**GIVEN REQUEST**
Count how many lines in the dataset excerpts below contain the string "closed". Reply with the number alone.

**Dataset excerpts on object pointing**
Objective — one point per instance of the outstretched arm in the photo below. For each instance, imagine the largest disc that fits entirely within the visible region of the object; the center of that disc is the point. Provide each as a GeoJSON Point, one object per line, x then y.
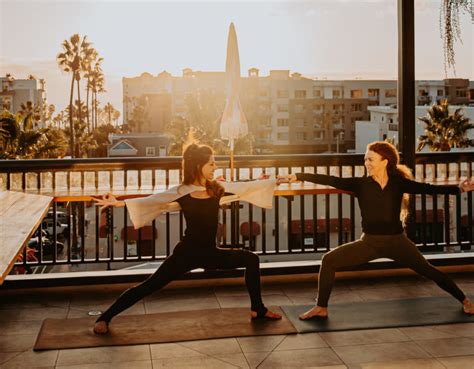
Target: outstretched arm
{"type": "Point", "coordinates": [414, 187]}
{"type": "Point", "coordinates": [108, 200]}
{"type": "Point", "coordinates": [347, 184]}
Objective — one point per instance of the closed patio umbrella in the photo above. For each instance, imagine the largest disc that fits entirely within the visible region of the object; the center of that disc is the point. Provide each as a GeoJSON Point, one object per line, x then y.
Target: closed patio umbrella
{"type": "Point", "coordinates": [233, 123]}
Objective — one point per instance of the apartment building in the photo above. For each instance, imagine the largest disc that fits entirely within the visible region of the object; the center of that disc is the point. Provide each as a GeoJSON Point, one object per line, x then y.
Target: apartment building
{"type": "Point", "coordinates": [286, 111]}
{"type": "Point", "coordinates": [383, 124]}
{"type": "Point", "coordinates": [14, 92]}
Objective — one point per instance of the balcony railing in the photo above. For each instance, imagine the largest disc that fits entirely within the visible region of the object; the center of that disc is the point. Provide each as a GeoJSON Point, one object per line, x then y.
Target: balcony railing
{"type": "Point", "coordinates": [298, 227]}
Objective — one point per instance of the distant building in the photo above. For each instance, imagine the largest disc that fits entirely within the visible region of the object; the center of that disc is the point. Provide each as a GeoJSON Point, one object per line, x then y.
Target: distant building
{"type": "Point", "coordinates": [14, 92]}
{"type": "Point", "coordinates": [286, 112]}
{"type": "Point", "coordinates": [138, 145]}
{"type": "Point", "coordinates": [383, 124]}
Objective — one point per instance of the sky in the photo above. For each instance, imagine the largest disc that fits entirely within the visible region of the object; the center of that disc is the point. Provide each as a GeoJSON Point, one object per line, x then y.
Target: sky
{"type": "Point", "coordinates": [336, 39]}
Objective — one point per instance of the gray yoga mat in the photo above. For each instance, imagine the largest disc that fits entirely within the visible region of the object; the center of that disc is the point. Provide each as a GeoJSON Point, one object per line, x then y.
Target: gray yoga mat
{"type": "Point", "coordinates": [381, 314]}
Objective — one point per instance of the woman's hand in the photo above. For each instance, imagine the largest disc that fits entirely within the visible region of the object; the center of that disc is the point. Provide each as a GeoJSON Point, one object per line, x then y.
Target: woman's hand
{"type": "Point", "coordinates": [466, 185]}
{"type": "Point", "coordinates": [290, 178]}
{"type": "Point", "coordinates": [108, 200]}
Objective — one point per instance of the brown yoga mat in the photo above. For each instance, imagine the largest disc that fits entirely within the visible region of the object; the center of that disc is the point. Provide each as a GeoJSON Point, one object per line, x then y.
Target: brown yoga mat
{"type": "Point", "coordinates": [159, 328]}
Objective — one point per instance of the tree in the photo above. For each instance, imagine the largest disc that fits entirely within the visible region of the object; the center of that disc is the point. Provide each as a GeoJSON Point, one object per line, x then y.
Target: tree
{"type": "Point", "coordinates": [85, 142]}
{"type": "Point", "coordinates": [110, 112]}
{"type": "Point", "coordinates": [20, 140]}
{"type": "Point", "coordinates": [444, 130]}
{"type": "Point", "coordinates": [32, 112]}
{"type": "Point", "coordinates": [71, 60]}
* * *
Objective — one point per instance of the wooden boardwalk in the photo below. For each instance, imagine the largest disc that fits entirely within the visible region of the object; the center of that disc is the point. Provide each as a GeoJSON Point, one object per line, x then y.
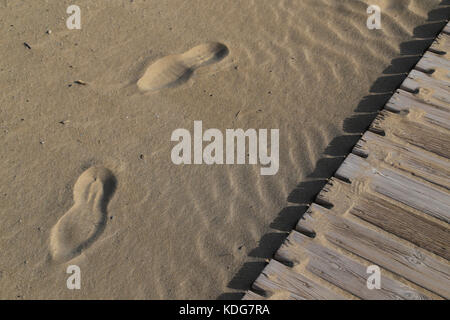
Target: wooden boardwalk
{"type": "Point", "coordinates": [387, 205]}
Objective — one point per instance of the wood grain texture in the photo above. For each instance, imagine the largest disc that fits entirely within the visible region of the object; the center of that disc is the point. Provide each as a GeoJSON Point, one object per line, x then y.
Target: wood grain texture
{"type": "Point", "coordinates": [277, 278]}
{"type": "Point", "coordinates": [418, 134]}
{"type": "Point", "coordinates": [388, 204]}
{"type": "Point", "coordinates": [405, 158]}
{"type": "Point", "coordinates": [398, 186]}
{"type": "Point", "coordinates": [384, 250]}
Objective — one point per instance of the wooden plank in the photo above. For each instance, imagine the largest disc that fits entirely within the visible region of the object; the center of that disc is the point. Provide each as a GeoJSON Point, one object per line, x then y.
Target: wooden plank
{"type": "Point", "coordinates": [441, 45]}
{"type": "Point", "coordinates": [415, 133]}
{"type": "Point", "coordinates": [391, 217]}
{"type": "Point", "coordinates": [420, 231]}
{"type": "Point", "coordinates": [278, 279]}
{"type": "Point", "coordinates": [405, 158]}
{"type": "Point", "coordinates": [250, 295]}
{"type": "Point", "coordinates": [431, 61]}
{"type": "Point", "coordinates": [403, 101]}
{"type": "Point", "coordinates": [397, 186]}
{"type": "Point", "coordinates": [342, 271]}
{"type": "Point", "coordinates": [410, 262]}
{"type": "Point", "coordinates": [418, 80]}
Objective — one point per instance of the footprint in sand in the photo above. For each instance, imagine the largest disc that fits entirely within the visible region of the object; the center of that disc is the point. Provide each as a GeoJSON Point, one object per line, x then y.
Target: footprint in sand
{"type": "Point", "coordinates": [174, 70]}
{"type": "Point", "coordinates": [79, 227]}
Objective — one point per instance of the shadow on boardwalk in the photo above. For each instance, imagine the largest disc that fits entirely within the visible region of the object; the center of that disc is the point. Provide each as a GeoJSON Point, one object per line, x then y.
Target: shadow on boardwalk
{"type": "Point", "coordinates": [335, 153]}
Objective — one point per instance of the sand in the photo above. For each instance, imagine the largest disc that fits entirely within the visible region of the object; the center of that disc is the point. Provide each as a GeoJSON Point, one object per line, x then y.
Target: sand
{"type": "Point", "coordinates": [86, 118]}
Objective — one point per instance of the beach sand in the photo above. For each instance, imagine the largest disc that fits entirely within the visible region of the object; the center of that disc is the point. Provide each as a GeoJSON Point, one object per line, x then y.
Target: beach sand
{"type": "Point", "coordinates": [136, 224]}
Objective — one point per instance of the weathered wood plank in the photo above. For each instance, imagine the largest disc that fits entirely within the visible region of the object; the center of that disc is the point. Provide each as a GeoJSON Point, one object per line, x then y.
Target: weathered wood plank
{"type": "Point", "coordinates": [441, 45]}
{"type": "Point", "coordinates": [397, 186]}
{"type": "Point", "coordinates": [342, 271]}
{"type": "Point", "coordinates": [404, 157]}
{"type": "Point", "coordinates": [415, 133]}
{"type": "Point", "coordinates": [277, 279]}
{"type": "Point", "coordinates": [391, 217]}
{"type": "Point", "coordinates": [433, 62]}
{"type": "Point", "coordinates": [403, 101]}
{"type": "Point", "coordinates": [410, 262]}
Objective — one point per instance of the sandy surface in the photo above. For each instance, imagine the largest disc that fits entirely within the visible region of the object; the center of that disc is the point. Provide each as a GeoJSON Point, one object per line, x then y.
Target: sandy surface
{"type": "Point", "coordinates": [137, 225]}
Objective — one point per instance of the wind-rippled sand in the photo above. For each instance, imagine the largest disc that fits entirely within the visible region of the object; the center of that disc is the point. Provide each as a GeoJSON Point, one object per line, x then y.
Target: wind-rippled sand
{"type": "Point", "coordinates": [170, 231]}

**THE OUTPUT**
2